§ **WHAT THE EXERCISE ASKS**:
Search the listing below for the string "eyeglasses" and show each line that contains it.

• • •

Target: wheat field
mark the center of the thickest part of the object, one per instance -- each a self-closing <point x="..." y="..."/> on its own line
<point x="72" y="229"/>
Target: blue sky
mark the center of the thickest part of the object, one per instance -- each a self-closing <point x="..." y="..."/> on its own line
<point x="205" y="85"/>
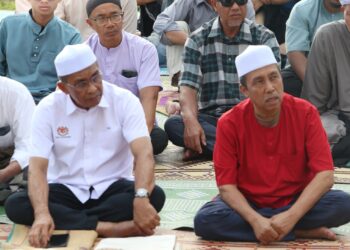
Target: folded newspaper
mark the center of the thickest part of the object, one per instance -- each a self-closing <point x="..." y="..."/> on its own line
<point x="155" y="242"/>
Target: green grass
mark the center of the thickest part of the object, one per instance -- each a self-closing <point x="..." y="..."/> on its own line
<point x="7" y="5"/>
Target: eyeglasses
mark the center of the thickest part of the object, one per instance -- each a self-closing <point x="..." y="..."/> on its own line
<point x="102" y="20"/>
<point x="229" y="3"/>
<point x="84" y="84"/>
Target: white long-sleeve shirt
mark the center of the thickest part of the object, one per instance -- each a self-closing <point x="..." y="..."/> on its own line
<point x="16" y="109"/>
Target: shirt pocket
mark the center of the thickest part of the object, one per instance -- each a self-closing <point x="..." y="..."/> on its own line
<point x="292" y="168"/>
<point x="128" y="83"/>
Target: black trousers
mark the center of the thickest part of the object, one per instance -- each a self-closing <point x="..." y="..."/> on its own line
<point x="115" y="205"/>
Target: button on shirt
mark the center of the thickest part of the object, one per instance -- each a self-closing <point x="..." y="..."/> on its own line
<point x="209" y="63"/>
<point x="133" y="54"/>
<point x="88" y="148"/>
<point x="16" y="109"/>
<point x="27" y="51"/>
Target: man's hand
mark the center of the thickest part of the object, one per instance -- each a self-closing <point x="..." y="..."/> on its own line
<point x="264" y="231"/>
<point x="194" y="136"/>
<point x="41" y="231"/>
<point x="146" y="217"/>
<point x="283" y="223"/>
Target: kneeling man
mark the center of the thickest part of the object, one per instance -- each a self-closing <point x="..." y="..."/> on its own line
<point x="86" y="139"/>
<point x="273" y="164"/>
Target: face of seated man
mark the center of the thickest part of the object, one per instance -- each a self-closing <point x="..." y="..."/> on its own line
<point x="265" y="89"/>
<point x="84" y="87"/>
<point x="106" y="19"/>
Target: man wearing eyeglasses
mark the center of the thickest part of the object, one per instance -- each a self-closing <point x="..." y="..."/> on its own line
<point x="175" y="23"/>
<point x="86" y="141"/>
<point x="209" y="85"/>
<point x="16" y="109"/>
<point x="29" y="43"/>
<point x="73" y="12"/>
<point x="126" y="60"/>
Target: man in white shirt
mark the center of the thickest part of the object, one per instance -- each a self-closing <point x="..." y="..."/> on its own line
<point x="16" y="109"/>
<point x="73" y="12"/>
<point x="86" y="141"/>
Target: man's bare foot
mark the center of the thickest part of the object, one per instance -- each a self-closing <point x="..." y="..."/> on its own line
<point x="120" y="229"/>
<point x="317" y="233"/>
<point x="190" y="155"/>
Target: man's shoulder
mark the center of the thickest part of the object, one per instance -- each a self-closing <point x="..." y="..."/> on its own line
<point x="136" y="41"/>
<point x="236" y="113"/>
<point x="296" y="104"/>
<point x="303" y="7"/>
<point x="15" y="19"/>
<point x="65" y="26"/>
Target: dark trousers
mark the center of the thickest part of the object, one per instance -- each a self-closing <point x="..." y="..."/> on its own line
<point x="174" y="127"/>
<point x="115" y="205"/>
<point x="291" y="82"/>
<point x="159" y="140"/>
<point x="217" y="221"/>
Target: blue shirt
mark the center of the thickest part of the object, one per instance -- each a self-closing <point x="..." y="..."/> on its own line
<point x="306" y="17"/>
<point x="27" y="51"/>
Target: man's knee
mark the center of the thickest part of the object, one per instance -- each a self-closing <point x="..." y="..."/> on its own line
<point x="174" y="127"/>
<point x="157" y="198"/>
<point x="159" y="140"/>
<point x="209" y="220"/>
<point x="18" y="208"/>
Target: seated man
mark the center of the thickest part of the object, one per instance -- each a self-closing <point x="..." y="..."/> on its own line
<point x="177" y="21"/>
<point x="29" y="43"/>
<point x="85" y="143"/>
<point x="305" y="18"/>
<point x="273" y="165"/>
<point x="16" y="109"/>
<point x="209" y="84"/>
<point x="327" y="82"/>
<point x="127" y="61"/>
<point x="74" y="12"/>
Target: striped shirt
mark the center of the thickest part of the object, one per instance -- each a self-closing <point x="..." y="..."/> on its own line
<point x="209" y="63"/>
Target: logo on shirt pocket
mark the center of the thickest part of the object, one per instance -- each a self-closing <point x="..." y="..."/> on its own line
<point x="63" y="131"/>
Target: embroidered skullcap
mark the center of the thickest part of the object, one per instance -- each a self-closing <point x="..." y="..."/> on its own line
<point x="92" y="4"/>
<point x="74" y="58"/>
<point x="254" y="57"/>
<point x="344" y="2"/>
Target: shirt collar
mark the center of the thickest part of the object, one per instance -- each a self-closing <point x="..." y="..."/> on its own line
<point x="243" y="34"/>
<point x="71" y="107"/>
<point x="37" y="29"/>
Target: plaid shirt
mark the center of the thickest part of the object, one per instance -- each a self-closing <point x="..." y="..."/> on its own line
<point x="209" y="63"/>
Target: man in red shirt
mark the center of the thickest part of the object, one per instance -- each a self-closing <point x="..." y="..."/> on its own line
<point x="273" y="164"/>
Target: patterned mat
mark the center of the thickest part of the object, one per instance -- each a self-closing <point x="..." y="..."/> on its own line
<point x="170" y="166"/>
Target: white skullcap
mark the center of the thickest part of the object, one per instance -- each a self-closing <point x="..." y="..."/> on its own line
<point x="254" y="57"/>
<point x="74" y="58"/>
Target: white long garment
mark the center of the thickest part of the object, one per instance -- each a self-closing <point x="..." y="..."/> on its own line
<point x="88" y="148"/>
<point x="16" y="109"/>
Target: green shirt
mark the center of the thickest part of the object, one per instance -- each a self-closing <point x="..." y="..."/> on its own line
<point x="27" y="51"/>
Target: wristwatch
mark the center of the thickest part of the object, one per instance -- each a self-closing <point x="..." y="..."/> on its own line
<point x="141" y="193"/>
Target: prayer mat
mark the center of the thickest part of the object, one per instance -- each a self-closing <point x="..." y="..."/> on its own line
<point x="189" y="241"/>
<point x="170" y="166"/>
<point x="183" y="200"/>
<point x="342" y="175"/>
<point x="78" y="239"/>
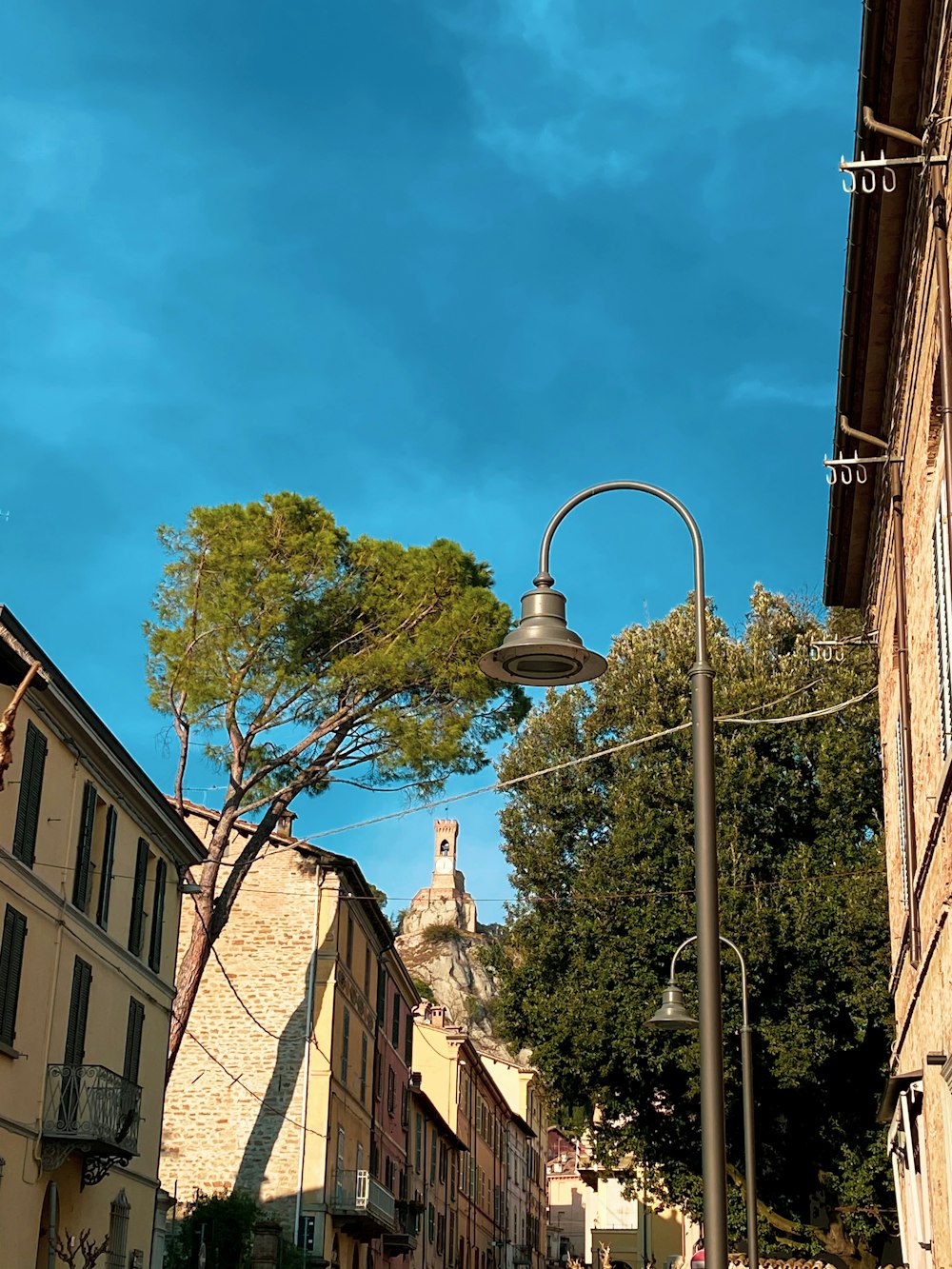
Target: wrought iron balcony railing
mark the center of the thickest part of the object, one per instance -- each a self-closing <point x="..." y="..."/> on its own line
<point x="91" y="1107"/>
<point x="358" y="1195"/>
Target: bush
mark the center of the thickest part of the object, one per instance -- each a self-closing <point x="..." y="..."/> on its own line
<point x="227" y="1223"/>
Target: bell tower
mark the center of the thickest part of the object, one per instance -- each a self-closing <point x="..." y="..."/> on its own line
<point x="445" y="854"/>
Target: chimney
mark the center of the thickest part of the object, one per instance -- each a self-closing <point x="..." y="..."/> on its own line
<point x="286" y="823"/>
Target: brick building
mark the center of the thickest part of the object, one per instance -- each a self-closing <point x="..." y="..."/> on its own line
<point x="292" y="1081"/>
<point x="889" y="556"/>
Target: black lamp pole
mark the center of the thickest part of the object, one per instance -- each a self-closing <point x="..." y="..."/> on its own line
<point x="674" y="1017"/>
<point x="543" y="651"/>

• • •

§ **TASK SOLUTION**:
Target: eyeglasses
Target: man wearing eyeglasses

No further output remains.